↓

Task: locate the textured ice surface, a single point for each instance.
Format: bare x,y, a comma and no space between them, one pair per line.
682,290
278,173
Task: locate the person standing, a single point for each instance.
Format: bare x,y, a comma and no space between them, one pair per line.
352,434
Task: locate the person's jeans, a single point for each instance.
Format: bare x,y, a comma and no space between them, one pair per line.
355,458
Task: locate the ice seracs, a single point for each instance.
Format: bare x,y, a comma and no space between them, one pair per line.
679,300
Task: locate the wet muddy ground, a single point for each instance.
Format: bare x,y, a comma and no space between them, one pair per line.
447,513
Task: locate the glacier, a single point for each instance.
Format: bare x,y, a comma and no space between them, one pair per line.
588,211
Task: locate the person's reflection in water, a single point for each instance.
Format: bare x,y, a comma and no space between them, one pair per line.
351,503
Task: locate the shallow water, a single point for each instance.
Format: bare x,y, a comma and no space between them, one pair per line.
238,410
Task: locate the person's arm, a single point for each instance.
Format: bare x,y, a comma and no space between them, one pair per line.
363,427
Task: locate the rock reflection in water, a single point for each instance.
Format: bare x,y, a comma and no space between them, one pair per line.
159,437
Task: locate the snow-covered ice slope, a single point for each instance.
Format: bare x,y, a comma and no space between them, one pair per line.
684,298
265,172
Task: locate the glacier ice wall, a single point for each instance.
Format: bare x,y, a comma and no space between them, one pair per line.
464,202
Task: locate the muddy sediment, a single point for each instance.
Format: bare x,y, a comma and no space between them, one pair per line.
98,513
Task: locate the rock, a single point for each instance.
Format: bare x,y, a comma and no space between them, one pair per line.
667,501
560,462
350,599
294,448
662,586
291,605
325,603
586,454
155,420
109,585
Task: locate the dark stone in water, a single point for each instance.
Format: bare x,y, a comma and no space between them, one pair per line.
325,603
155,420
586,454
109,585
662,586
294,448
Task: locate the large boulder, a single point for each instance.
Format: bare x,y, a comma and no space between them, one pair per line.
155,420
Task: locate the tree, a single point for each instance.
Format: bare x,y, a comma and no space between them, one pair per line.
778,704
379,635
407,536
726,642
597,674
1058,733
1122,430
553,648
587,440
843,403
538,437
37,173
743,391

↑

• Stated exercise
Copy the data above word for word, with every line unchanged.

• Output
Task: locate the textured ice surface, a single point for each instance.
Format: bare x,y, a comma and no space between them, one pair per line.
682,290
278,173
Task: locate the person standing, a single point for each instance.
Format: bare x,y, a comma and no space between them, one pair per line.
352,434
Task: locate the person's jeans, a single point for each instance.
Format: bare x,y, a comma and no space between them, one pair per line.
355,458
Task: locate the ice seracs, a single point for each instance.
Format: bare x,y, a comma and no space between them, one pair per line.
679,300
Task: locate the wet muddy ground, a single point for each instance.
Format: bare x,y, a comma and no space between them, one pair per line.
447,513
Task: locate the glacier, a single point for each instance.
Format: bare x,y, a comma and no space between them, one pair per line.
588,211
Task: locate the person's reflection in water, a single point for each instance.
Format: bare x,y, a comma and no space between them, one pair per line.
351,503
Task: locate the shallow water, a single point for each instance.
Format: bare x,y, a comma and no space between them, one pair per line.
238,410
Task: locate the person's arm, a single point for each instance.
Format: bare x,y, a comma and no space between them, one pair per line.
363,427
Task: locate the rock reflection in water, a single point for each instance.
Format: bare x,y, a comma and no space between them, one pair per line.
159,437
Task: locate the snow-covered ice slope, a single point for each instance.
Format: bare x,y, a comma and no space between them, one pair per line.
684,298
265,172
Task: locate the glacier ice wall, a single point for each instance.
Format: bare x,y, a comma and no space between them, one pair per line.
464,202
Task: locate the muddy sediment, a single point for each instance.
Format: bare x,y, a comma and no space between them, one pair per line.
98,513
Task: locate the rock, a single point for each instance.
Format: bare x,y, a comma and no space between them, one pair per line.
667,501
560,462
350,599
294,448
662,586
291,605
325,603
586,454
155,420
109,585
Task: locate the dark stone in water, a single point for each instance.
Format: bare x,y, a comma and no space between them, one pair per line.
325,603
155,420
586,454
109,585
662,586
294,448
Task: locate the large boulder, a single point for each instance.
Format: bare x,y, a comma and no space between them, one pair per line.
155,420
Task: locate the tree, a single point for each instance.
Format: bare x,y, a comma and no space between them, one pair per line.
778,704
379,635
407,536
726,642
597,674
1058,733
1122,430
553,648
587,440
843,403
538,437
37,173
743,391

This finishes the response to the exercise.